EXTRAIT:

----------

Nastasie se présente, William à son bras. La femme l'embrasse fort sur les deux joues, pour le plaisir de voir s'étaler la trace de son rouge à lèvres sur sa peau claire. Ça la fait ricaner, alors qu'elle relâche son chien, J.B., qui part frotter sa truffe contre la jambe de Céleste. Signe d'affection ou facilité pour se gratter le nez, la vieillesse le rendant flemmard... Il ne sait pas trop. Rit moins, faussement vexé et repousse en douceur le chien pour aller serrer William dans ses bras, dans une accolade amicale. Les deux hommes s'apprécient, Céleste est heureux pour sa sœur de la voir profiter de la vie avec quelqu'un comme lui. Et malgré qu'il ne parle que peu à cause de ses cordes vocales, cela ne les empêche pas de se chamailler, ou de taquiner les femmes de la tablée, sourire complice aux lèvres. Le repas est divin, comme toujours. La conversation légère. C'est le genre de plan dans les films où le protagoniste regarde la scène, souriant doucement, où les sons s'assourdissent, pour laisser s'élever une paisible mélodie. Moment hors du temps, qui s'estompe dans les souvenirs pour ne laisser que cette chaleur diffuse dans le cœur. Sauf que.
Le café est servi, encore fumant dans la tasse. Le silence se fait, calmement. Céleste voit sa grand-mère jouer avec sa cuillère, le regard trop sérieux pour ne pas être inquiété. Il tend ses doigts vers elle, lui touche la main. Ça lui fait relever les yeux, inspirer longuement, et prendre la parole. La suite est un peu floue, Céleste n'aime pas les mots qu'il entend, n'aime pas le sens que cela prend. Elle dit que ce n'est pas si grave. Qu'elle va être prise à temps pour suivre un traitement. Que cela devrait juste être une épreuve difficile à passer, mais pas insurmontable. Qu’égoïstement elle est heureuse que ses deux petits-enfants soient à ses côtés. Qu'elle les aime. Et qu'il ne faut pas pleurer bande de caribou sinon elle va pleurer aussi.

----------

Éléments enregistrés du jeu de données
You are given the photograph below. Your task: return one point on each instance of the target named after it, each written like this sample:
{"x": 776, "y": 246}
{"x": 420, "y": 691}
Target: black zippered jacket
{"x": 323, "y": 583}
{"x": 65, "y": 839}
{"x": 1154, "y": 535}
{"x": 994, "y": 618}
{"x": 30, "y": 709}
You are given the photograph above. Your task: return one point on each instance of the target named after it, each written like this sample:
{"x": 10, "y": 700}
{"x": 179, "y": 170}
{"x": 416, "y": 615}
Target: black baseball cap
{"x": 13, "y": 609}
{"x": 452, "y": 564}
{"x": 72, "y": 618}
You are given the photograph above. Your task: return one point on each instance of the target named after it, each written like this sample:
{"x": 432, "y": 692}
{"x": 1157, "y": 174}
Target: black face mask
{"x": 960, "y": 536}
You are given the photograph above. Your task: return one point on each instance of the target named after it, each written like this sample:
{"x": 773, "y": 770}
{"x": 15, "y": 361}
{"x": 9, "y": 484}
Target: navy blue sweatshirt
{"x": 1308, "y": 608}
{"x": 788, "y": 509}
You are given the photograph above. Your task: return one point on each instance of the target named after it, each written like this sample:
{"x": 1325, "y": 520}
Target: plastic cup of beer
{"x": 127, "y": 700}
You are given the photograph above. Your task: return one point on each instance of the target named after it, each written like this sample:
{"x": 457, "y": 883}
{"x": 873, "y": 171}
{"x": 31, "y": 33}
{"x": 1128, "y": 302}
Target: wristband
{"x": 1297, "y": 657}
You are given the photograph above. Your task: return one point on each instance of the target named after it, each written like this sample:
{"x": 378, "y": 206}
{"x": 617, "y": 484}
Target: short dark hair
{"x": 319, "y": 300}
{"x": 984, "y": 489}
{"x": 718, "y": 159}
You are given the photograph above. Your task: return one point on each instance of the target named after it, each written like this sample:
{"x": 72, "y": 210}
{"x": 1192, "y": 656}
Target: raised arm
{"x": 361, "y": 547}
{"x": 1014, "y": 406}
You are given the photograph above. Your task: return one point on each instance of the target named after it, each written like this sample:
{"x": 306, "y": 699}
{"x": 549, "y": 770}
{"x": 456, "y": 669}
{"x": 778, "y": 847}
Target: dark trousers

----------

LISTE DES TÂCHES:
(a) Dans le récit du repas de famille, pourquoi William parle-t-il peu ?
(b) Recopiez un passage du récit du repas de famille : commencez aux mots "Le café est" et arrêtez-vous après "va pleurer aussi.".
(c) Poursuivez le récit du repas de famille après sa dernière phrase.
Vous n'avez pas besoin des lignes.

RÉSULTATS PAR TÂCHE:
(a) À cause de ses cordes vocales.

(b)
Le café est servi, encore fumant dans la tasse. Le silence se fait, calmement. Céleste voit sa grand-mère jouer avec sa cuillère, le regard trop sérieux pour ne pas être inquiété. Il tend ses doigts vers elle, lui touche la main. Ça lui fait relever les yeux, inspirer longuement, et prendre la parole. La suite est un peu floue, Céleste n'aime pas les mots qu'il entend, n'aime pas le sens que cela prend. Elle dit que ce n'est pas si grave. Qu'elle va être prise à temps pour suivre un traitement. Que cela devrait juste être une épreuve difficile à passer, mais pas insurmontable. Qu’égoïstement elle est heureuse que ses deux petits-enfants soient à ses côtés. Qu'elle les aime. Et qu'il ne faut pas pleurer bande de caribou sinon elle va pleurer aussi.

(c)
Tumeur.
Tu ne m'auras pas.
- Né un 3 Novembre.
- Parents délaissants, mais pas méchants.
- A sœur de trois ans son aînée, Nastasie.
- Est un petit garçon un peu discret, pas mauvais, ni très doué. Se fait un peu charrier parce qu'il fait de la musique avec sa sœur. Et pas de sport. Demande à se parents de l'inscrire au hockey, ce qu'ils acceptent s'il s'investit plus dans ses cours de solfège et piano. Et qu'il participe à la chorale à l'école. Il le fait de mauvaise foi.
- Se révèle être un bon choriste avec une voix claire et une oreille musicale. Préfère tout de même jouer avec ses amis et glisser sur la glace, avec les compétitions le week-end.
- Est soutenu dans tous ses projets quels qu'ils soient par sa Mamie qu'il voit régulièrement, elle est un peu la gardienne de la petite famille et s'occupe souvent du frère et de la sœur.
- Gagne un concours de chant pour enfant, après quoi il accepte de prendre des cours avec Madame Jasmin qui l'épaulera jusqu'à son entrée au Conservatoire de Musique de Montréal.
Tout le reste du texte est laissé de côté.